Task goal
Reproduce nothing but the closing run of lines: the line with "drainpipe, one line per instance." and each line that follows it to the end of the data.

(Input data Opens)

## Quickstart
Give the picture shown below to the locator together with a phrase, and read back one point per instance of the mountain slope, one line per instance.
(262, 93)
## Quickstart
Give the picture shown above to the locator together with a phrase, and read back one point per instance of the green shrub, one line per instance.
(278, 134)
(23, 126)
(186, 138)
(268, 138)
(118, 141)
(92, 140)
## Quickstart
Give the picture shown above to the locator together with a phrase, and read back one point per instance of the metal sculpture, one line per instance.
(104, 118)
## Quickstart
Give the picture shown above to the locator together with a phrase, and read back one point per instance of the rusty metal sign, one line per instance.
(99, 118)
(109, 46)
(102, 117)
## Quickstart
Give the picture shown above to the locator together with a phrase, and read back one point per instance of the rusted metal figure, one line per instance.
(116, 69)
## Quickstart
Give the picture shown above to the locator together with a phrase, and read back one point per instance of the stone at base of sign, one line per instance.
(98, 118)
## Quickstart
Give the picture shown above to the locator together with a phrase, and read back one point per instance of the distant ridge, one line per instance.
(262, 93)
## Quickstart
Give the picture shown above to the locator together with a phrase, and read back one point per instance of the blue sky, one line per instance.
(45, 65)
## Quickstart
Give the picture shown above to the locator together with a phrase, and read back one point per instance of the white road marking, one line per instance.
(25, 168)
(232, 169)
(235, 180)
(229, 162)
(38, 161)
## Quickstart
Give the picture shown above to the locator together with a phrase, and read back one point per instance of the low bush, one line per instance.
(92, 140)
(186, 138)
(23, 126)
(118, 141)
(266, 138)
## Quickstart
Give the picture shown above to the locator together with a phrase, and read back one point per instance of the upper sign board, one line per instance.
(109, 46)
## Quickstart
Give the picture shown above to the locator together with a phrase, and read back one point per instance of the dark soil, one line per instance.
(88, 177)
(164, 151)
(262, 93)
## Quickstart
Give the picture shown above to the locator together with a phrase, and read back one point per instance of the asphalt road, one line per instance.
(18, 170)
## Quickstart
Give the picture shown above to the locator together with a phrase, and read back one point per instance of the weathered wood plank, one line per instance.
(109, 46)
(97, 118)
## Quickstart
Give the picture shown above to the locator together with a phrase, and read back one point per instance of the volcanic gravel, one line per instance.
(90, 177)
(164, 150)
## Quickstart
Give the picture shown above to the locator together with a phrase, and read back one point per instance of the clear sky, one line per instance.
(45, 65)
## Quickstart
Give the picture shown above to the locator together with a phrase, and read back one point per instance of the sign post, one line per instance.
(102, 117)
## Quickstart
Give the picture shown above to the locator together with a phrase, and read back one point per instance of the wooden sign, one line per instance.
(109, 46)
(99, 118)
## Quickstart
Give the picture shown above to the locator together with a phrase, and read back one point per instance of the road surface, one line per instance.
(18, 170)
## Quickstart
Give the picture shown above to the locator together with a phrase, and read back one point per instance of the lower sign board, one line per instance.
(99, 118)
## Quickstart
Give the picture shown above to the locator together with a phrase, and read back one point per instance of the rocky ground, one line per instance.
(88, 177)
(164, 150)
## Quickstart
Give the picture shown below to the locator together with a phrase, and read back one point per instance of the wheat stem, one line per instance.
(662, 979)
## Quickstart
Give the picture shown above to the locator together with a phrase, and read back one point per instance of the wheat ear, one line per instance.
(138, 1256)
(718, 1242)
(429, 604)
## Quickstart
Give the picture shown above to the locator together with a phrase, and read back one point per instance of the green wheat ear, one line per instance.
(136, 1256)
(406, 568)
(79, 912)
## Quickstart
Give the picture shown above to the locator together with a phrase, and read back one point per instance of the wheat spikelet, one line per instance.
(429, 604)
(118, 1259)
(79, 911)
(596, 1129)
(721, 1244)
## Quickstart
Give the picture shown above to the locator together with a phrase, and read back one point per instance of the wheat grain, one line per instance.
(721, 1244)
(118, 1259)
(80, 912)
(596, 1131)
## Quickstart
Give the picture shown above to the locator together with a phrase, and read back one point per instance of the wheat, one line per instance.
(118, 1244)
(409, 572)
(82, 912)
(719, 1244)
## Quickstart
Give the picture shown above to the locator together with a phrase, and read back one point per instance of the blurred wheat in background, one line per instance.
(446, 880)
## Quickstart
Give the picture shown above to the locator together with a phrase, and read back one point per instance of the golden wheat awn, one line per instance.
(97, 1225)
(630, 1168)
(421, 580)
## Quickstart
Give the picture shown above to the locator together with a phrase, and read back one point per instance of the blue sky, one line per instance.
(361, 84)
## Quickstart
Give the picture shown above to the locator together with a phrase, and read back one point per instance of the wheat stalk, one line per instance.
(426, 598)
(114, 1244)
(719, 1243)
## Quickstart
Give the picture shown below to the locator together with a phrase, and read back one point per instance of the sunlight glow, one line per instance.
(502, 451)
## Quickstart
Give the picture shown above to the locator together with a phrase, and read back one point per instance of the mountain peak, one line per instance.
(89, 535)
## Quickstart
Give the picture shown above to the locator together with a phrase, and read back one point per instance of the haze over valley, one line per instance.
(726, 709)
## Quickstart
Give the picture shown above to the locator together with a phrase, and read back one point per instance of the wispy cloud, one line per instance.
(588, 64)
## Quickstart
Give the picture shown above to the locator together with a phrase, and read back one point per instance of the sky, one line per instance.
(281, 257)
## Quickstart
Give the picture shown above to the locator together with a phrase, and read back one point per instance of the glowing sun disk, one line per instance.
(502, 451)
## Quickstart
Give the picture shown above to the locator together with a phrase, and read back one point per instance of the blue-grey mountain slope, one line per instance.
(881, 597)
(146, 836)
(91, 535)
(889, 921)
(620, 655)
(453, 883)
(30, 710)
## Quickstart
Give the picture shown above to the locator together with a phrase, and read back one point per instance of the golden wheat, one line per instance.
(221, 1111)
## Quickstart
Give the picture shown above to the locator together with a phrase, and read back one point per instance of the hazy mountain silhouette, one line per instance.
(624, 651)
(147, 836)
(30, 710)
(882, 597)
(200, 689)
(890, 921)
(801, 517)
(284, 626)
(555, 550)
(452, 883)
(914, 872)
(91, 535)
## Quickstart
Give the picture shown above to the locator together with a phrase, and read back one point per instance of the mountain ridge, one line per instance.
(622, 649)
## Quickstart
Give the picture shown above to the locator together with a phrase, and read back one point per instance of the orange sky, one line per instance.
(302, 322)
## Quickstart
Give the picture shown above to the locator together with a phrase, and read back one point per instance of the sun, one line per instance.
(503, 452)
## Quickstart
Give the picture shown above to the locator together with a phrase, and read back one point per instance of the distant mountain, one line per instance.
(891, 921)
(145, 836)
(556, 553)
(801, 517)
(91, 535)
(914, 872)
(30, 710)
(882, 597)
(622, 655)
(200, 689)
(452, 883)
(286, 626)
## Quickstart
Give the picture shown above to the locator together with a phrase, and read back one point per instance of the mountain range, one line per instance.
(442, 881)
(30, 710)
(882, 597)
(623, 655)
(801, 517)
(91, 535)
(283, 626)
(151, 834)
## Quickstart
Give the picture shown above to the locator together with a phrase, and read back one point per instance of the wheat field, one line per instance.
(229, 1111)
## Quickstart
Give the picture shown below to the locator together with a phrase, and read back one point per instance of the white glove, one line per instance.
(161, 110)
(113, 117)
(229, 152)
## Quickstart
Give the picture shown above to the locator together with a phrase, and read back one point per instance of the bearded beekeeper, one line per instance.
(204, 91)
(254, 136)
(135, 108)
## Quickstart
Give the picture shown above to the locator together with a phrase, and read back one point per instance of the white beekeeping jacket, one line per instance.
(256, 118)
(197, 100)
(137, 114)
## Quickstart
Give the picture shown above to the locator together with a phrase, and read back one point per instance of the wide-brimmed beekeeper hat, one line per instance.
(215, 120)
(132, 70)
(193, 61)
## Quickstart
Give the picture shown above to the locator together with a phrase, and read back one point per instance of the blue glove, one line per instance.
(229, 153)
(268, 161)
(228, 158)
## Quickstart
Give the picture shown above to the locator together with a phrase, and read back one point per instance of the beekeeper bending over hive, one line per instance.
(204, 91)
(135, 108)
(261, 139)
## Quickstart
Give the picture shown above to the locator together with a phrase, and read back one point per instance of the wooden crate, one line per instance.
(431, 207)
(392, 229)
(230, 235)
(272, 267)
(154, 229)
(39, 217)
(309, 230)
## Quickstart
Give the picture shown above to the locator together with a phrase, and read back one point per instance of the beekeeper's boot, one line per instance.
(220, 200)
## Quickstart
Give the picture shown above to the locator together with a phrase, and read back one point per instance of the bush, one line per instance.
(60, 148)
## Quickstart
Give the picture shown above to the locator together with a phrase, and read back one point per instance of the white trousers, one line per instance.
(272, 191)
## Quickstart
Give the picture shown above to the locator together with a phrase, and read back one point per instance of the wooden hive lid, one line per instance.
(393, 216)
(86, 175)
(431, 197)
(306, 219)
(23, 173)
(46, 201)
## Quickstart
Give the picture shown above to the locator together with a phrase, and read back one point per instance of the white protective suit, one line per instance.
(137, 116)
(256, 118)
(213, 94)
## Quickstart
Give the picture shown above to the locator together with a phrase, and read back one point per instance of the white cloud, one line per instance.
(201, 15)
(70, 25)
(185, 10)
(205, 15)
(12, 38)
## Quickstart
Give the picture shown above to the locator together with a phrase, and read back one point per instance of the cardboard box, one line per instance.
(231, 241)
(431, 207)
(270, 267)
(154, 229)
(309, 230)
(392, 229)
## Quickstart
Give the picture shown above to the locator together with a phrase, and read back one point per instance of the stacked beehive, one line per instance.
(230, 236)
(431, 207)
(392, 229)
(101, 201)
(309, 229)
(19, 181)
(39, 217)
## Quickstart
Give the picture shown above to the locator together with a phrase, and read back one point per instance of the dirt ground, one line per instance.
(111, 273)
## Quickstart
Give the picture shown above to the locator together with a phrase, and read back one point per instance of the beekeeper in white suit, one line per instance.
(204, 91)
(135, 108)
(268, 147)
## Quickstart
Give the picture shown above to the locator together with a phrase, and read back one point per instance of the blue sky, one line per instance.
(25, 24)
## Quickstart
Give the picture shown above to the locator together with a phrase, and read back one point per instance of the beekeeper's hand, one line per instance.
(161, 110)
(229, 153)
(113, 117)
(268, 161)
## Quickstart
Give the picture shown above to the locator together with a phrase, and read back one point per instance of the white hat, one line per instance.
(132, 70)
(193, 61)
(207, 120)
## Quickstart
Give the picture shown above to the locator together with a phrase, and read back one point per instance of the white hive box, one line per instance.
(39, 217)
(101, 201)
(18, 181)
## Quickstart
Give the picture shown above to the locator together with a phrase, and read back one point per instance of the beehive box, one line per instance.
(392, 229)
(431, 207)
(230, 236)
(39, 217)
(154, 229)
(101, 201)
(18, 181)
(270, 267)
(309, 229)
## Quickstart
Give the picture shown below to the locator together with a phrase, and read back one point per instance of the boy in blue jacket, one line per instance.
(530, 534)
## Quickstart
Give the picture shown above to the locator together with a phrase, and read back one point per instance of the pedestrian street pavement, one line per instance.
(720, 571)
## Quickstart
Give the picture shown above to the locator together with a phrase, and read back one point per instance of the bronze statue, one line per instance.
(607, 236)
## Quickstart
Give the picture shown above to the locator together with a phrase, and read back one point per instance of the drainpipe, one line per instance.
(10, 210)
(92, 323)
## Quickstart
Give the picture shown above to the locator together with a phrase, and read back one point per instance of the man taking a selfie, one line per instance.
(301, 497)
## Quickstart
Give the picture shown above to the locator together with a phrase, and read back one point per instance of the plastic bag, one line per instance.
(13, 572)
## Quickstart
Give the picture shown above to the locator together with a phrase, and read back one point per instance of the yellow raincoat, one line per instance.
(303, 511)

(Input data Closes)

Response to this exercise
Give the picture shown above to the locator together with a phrase, and read back one point per instance of the drainpipe, one line per instance.
(10, 210)
(92, 323)
## Quickstart
Give the picture shown above to the locator together with a phrase, and read back one point per instance of the man taking a selfie, one line per instance.
(301, 497)
## Quickstart
Give the picture shown above to the locator together with a phrase, and read back one point per instance of the plastic bag, one line per instance.
(13, 572)
## Quickstart
Give the picture shown above to the locator together with a phrase, and read back one point per instance of the yellow raincoat, one line per instance.
(303, 511)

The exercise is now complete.